## Goal
Render everything in the material from the line containing "Place a point on every instance of the foamy" down to the line containing "pixel 220 102", both of those lines included, as a JSON list of strings with one string per line and blank lines left out.

## Records shown
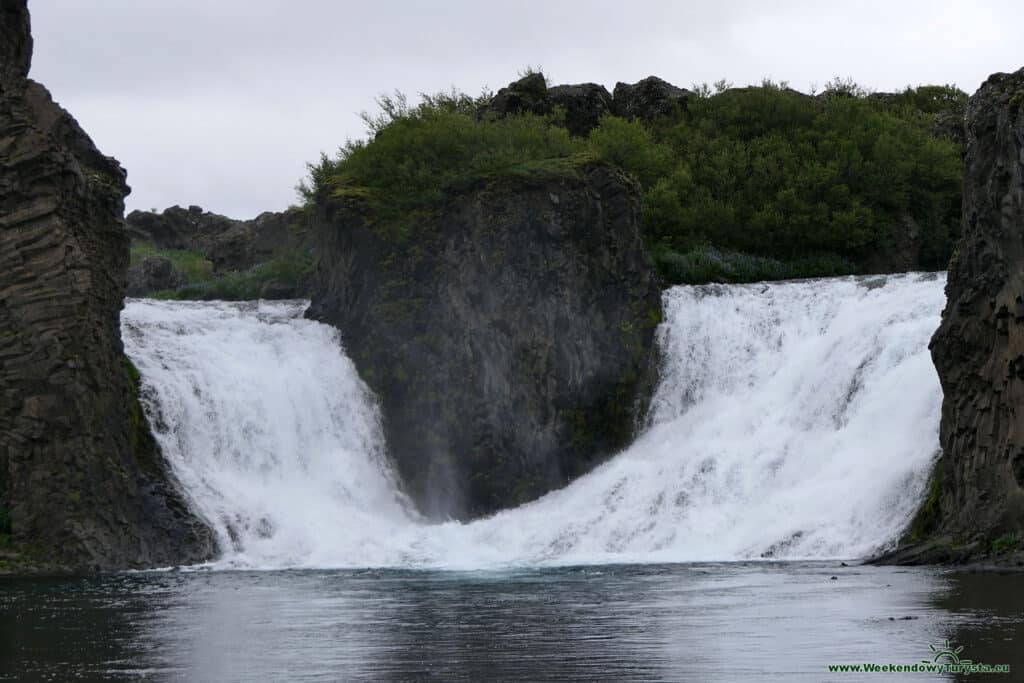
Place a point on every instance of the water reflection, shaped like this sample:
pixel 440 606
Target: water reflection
pixel 988 610
pixel 680 623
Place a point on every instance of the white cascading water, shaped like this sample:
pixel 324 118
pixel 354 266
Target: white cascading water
pixel 793 421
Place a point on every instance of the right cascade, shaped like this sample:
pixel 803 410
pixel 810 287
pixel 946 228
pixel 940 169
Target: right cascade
pixel 793 421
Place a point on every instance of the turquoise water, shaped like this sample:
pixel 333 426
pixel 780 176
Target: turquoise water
pixel 784 622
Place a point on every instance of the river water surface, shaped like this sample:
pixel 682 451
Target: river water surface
pixel 735 622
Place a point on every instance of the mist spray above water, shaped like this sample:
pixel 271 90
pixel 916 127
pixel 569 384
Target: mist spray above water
pixel 793 420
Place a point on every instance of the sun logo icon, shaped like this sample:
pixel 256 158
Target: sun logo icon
pixel 945 650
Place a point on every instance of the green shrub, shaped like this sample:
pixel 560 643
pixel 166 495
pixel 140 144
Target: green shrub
pixel 289 268
pixel 418 156
pixel 708 264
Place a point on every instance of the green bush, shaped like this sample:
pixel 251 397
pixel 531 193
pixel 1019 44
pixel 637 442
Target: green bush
pixel 418 156
pixel 809 185
pixel 708 264
pixel 193 263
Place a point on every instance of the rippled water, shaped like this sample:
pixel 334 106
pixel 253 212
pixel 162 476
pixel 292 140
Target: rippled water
pixel 627 623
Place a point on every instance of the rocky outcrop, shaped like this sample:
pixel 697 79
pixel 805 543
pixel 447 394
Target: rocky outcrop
pixel 648 98
pixel 154 273
pixel 527 95
pixel 585 103
pixel 228 244
pixel 82 482
pixel 15 43
pixel 508 339
pixel 977 493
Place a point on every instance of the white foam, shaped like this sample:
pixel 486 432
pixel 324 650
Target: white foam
pixel 794 420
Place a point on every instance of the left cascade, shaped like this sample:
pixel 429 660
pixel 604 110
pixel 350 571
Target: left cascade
pixel 83 485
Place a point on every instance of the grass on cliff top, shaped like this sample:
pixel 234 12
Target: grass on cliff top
pixel 420 155
pixel 203 285
pixel 708 264
pixel 816 183
pixel 196 266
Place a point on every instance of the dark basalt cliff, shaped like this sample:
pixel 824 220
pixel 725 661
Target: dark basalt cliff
pixel 976 504
pixel 507 334
pixel 82 483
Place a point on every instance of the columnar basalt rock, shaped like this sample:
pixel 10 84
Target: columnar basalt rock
pixel 82 482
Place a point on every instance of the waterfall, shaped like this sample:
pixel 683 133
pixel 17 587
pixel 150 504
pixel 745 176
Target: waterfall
pixel 792 421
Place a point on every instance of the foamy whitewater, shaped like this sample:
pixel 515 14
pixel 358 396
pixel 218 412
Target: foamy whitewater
pixel 793 421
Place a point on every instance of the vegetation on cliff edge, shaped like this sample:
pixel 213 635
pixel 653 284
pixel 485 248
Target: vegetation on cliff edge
pixel 288 269
pixel 747 183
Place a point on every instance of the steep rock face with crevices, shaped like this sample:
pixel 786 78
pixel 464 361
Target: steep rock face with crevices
pixel 508 334
pixel 976 503
pixel 82 483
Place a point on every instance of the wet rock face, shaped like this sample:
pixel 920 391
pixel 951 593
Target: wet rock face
pixel 82 480
pixel 15 42
pixel 509 338
pixel 227 243
pixel 979 348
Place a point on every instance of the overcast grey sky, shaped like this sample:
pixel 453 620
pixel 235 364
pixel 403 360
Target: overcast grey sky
pixel 220 102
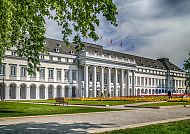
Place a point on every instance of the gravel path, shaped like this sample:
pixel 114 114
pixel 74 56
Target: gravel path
pixel 89 122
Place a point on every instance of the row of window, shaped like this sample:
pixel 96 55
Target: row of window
pixel 159 72
pixel 140 81
pixel 105 78
pixel 151 71
pixel 51 71
pixel 51 58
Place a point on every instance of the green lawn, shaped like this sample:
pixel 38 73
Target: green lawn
pixel 111 103
pixel 13 109
pixel 85 102
pixel 167 104
pixel 180 127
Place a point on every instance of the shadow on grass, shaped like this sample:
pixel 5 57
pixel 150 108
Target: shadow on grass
pixel 51 128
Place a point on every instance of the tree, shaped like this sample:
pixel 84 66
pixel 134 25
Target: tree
pixel 22 24
pixel 187 69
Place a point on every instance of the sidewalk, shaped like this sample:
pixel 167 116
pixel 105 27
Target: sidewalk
pixel 92 122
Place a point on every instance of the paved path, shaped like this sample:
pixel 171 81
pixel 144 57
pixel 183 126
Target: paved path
pixel 89 122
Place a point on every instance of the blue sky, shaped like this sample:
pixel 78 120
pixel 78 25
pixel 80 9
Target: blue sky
pixel 155 29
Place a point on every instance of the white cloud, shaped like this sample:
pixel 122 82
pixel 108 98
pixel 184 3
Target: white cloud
pixel 157 28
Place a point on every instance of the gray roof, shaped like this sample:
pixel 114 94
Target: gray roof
pixel 52 44
pixel 162 63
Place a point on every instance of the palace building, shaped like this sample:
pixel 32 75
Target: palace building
pixel 94 72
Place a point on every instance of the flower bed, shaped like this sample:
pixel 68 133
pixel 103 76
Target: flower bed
pixel 151 98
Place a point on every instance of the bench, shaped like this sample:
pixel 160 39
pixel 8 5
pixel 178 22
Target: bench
pixel 60 100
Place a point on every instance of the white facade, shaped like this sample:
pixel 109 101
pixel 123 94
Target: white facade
pixel 85 75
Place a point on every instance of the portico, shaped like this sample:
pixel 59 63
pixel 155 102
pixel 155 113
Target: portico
pixel 106 75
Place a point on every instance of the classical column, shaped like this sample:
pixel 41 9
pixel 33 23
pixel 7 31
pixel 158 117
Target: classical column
pixel 133 82
pixel 115 83
pixel 17 93
pixel 86 81
pixel 54 92
pixel 127 83
pixel 102 80
pixel 18 73
pixel 70 91
pixel 109 82
pixel 94 80
pixel 27 93
pixel 70 76
pixel 46 92
pixel 122 83
pixel 7 97
pixel 37 93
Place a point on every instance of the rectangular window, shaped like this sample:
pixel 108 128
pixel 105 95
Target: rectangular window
pixel 13 53
pixel 160 82
pixel 156 82
pixel 42 72
pixel 153 82
pixel 13 70
pixel 51 58
pixel 163 84
pixel 90 77
pixel 74 74
pixel 179 83
pixel 59 74
pixel 23 71
pixel 50 73
pixel 98 77
pixel 2 69
pixel 118 78
pixel 138 80
pixel 59 58
pixel 149 81
pixel 176 83
pixel 130 79
pixel 66 74
pixel 41 57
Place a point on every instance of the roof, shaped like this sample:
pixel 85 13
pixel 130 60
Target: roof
pixel 52 44
pixel 163 63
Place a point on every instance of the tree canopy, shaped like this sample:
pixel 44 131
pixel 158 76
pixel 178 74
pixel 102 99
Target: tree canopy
pixel 187 69
pixel 22 23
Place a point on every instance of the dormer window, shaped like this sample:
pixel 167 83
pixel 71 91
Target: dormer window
pixel 56 50
pixel 71 52
pixel 42 57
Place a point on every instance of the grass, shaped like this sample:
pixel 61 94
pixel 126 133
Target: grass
pixel 179 127
pixel 84 102
pixel 111 103
pixel 13 109
pixel 167 104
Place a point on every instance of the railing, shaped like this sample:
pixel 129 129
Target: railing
pixel 106 57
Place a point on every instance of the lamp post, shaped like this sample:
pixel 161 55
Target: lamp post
pixel 2 98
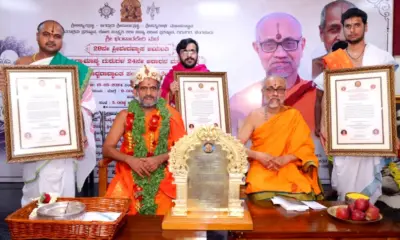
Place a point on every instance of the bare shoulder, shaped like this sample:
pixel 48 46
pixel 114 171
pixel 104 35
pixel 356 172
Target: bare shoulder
pixel 24 60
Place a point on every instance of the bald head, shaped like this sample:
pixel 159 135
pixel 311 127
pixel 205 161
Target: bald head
pixel 274 81
pixel 279 45
pixel 49 36
pixel 274 23
pixel 330 28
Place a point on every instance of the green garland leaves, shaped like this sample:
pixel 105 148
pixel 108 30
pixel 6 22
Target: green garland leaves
pixel 149 185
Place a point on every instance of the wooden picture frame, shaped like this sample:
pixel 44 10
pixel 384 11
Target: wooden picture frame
pixel 42 113
pixel 211 102
pixel 360 111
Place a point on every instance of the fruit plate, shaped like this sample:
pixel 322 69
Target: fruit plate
pixel 332 211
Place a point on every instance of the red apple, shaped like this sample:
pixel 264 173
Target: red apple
pixel 372 213
pixel 351 208
pixel 361 204
pixel 357 215
pixel 342 213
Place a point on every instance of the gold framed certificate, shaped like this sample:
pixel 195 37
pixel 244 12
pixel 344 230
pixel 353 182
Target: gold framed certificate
pixel 361 111
pixel 202 99
pixel 42 113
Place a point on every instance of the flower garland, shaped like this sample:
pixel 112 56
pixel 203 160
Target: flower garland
pixel 147 187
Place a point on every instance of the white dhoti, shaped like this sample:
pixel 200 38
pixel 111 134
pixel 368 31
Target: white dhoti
pixel 61 176
pixel 360 174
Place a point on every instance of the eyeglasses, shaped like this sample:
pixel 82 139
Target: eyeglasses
pixel 287 45
pixel 145 89
pixel 188 52
pixel 271 90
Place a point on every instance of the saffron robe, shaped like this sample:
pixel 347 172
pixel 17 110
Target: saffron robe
pixel 286 133
pixel 123 184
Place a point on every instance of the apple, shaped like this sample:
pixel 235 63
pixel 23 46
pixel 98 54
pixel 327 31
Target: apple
pixel 361 204
pixel 342 213
pixel 357 215
pixel 372 213
pixel 351 207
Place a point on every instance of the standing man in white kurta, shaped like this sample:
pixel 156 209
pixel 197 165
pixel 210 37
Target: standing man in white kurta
pixel 356 174
pixel 59 176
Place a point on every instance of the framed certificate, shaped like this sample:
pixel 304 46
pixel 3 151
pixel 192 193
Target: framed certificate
pixel 360 111
pixel 203 99
pixel 42 113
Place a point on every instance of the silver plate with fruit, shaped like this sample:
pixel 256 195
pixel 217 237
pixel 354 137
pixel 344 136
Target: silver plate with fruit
pixel 69 210
pixel 359 212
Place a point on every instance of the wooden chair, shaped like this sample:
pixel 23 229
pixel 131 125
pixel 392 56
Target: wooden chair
pixel 103 176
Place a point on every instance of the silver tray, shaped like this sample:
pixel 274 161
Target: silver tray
pixel 70 210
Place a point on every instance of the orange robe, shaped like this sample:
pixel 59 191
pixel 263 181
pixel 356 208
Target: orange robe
pixel 332 61
pixel 123 185
pixel 285 133
pixel 301 96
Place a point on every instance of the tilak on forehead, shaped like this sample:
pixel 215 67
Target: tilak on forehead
pixel 278 35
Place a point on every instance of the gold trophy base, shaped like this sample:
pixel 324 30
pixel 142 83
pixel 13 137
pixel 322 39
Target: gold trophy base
pixel 203 221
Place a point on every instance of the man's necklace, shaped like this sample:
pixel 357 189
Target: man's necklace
pixel 361 54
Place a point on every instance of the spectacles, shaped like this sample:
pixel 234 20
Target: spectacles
pixel 188 52
pixel 271 90
pixel 145 89
pixel 287 45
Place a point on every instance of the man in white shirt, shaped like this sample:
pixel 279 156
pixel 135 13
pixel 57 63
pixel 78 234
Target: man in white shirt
pixel 356 174
pixel 59 176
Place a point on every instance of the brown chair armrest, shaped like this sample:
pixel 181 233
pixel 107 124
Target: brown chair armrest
pixel 103 176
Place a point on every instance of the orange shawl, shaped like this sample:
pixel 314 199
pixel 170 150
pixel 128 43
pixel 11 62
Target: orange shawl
pixel 123 185
pixel 302 97
pixel 285 133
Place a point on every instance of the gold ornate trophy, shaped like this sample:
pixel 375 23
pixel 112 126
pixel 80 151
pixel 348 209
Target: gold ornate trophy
pixel 209 167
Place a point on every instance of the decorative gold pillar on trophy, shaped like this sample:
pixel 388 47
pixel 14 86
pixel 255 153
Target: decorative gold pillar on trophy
pixel 209 167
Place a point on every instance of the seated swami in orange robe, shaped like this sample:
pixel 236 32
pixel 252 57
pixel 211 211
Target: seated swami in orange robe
pixel 282 159
pixel 149 128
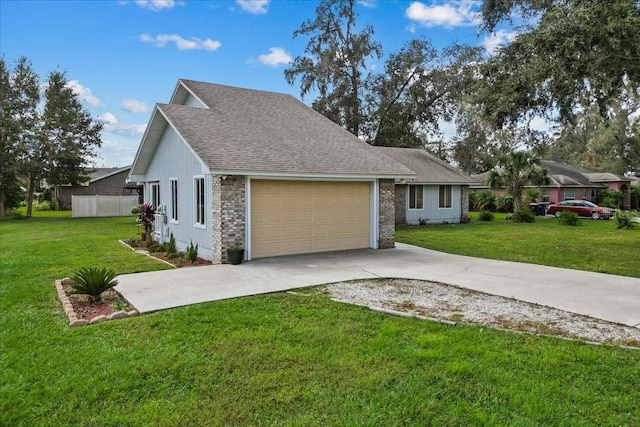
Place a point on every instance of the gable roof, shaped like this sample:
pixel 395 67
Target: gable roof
pixel 251 132
pixel 102 173
pixel 428 168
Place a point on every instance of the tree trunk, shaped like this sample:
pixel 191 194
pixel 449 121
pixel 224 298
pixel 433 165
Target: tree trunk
pixel 32 189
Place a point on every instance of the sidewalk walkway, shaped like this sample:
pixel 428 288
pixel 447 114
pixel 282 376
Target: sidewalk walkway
pixel 603 296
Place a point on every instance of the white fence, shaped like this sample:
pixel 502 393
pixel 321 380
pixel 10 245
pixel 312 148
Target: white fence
pixel 83 206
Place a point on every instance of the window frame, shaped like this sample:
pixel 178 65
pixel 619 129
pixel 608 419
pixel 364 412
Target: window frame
pixel 174 200
pixel 445 198
pixel 412 197
pixel 200 215
pixel 569 190
pixel 154 188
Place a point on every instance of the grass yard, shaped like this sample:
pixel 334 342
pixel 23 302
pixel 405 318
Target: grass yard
pixel 276 359
pixel 592 246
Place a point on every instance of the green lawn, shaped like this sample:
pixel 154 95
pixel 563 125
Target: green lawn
pixel 592 246
pixel 277 359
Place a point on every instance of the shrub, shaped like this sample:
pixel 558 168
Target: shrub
pixel 93 282
pixel 155 248
pixel 192 253
pixel 486 201
pixel 524 215
pixel 624 219
pixel 504 204
pixel 485 216
pixel 568 218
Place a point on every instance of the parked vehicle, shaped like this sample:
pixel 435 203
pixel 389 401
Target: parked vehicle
pixel 583 208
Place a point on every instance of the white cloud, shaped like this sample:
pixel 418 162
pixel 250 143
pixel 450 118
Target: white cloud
pixel 156 5
pixel 195 43
pixel 254 6
pixel 111 125
pixel 371 4
pixel 449 15
pixel 108 119
pixel 84 93
pixel 276 56
pixel 495 40
pixel 133 106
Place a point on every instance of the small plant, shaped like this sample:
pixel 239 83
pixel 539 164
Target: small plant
pixel 235 247
pixel 568 218
pixel 146 217
pixel 175 255
pixel 191 254
pixel 155 248
pixel 485 216
pixel 93 281
pixel 624 220
pixel 170 246
pixel 523 215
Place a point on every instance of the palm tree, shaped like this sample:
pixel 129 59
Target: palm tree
pixel 515 170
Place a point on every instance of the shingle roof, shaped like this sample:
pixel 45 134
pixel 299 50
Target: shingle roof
pixel 248 131
pixel 428 168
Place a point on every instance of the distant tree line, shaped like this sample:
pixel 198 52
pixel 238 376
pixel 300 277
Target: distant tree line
pixel 575 63
pixel 45 134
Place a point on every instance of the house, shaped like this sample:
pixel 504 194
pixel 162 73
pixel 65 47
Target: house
pixel 102 182
pixel 438 193
pixel 572 183
pixel 228 166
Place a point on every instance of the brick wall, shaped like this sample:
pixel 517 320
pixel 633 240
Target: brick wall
pixel 232 217
pixel 401 204
pixel 216 219
pixel 387 212
pixel 465 200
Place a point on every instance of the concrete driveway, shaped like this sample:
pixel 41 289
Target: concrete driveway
pixel 603 296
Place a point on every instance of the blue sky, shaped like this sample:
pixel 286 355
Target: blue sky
pixel 122 57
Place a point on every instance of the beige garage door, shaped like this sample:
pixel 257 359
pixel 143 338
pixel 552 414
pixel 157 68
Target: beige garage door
pixel 295 217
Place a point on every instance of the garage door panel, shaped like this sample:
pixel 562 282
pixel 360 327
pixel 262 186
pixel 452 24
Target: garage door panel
pixel 289 217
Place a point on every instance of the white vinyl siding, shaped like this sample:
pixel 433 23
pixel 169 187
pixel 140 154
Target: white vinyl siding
pixel 174 199
pixel 444 197
pixel 416 197
pixel 432 213
pixel 569 194
pixel 175 160
pixel 199 201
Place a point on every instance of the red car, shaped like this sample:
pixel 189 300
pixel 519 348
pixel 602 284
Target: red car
pixel 582 208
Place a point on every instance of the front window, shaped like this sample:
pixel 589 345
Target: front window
pixel 569 194
pixel 155 195
pixel 199 192
pixel 174 199
pixel 416 200
pixel 444 197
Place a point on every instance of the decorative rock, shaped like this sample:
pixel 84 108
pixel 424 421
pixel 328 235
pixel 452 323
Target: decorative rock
pixel 119 315
pixel 99 319
pixel 78 322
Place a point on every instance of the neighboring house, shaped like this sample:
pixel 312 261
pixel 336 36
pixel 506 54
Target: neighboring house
pixel 102 182
pixel 438 193
pixel 571 183
pixel 232 166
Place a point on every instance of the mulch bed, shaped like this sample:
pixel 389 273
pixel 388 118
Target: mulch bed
pixel 111 302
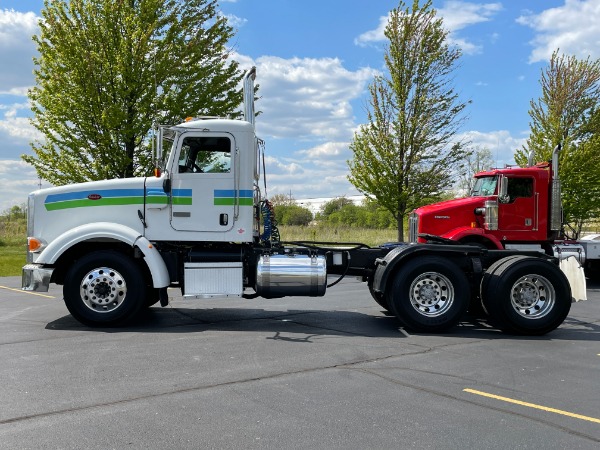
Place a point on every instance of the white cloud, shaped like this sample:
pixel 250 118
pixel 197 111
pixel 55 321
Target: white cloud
pixel 16 49
pixel 235 21
pixel 17 180
pixel 456 16
pixel 572 27
pixel 14 129
pixel 501 143
pixel 307 98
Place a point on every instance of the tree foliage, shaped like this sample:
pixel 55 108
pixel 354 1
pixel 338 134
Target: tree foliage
pixel 567 113
pixel 403 156
pixel 108 69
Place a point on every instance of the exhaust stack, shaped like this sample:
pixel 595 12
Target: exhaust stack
pixel 555 199
pixel 249 95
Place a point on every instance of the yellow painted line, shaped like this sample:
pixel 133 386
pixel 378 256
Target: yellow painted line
pixel 532 405
pixel 26 292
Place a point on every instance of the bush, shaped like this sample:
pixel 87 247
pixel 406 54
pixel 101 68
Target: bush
pixel 292 215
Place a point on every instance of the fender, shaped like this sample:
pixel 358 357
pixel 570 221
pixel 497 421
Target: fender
pixel 462 232
pixel 107 230
pixel 403 254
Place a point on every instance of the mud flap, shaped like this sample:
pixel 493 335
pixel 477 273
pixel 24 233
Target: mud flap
pixel 574 273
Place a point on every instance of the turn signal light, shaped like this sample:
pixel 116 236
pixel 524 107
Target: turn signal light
pixel 34 244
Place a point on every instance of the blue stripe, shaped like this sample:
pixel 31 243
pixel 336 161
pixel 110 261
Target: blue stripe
pixel 182 192
pixel 106 193
pixel 230 193
pixel 156 191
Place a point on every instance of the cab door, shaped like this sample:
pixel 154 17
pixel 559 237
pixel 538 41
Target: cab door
pixel 204 194
pixel 517 216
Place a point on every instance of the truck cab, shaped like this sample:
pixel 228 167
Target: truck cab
pixel 510 205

## Exercise answer
[
  "Place a point on every instance of the foamy whitewater, shaped like this sample:",
  "pixel 515 14",
  "pixel 358 396",
  "pixel 218 412",
  "Target: foamy whitewater",
  "pixel 793 421",
  "Place a point on every instance of the vegetation on cliff edge, shaped like this sample:",
  "pixel 213 635",
  "pixel 653 284",
  "pixel 485 248",
  "Target: vegetation on cliff edge",
  "pixel 288 269",
  "pixel 747 183",
  "Place a point on every instance of the steep rock face with crevices, shaped like this sample:",
  "pixel 786 78",
  "pixel 464 361",
  "Target: steep rock face with crevices",
  "pixel 508 334",
  "pixel 976 503",
  "pixel 82 483",
  "Place a point on every instance of the wet rock face, shaped like this sample:",
  "pixel 920 391",
  "pixel 951 593",
  "Target: wet rock face",
  "pixel 82 480",
  "pixel 15 42",
  "pixel 509 338",
  "pixel 227 243",
  "pixel 979 348",
  "Place a point on every instance of the overcast grey sky, shaped like this sample:",
  "pixel 453 620",
  "pixel 235 364",
  "pixel 403 360",
  "Target: overcast grey sky",
  "pixel 220 102"
]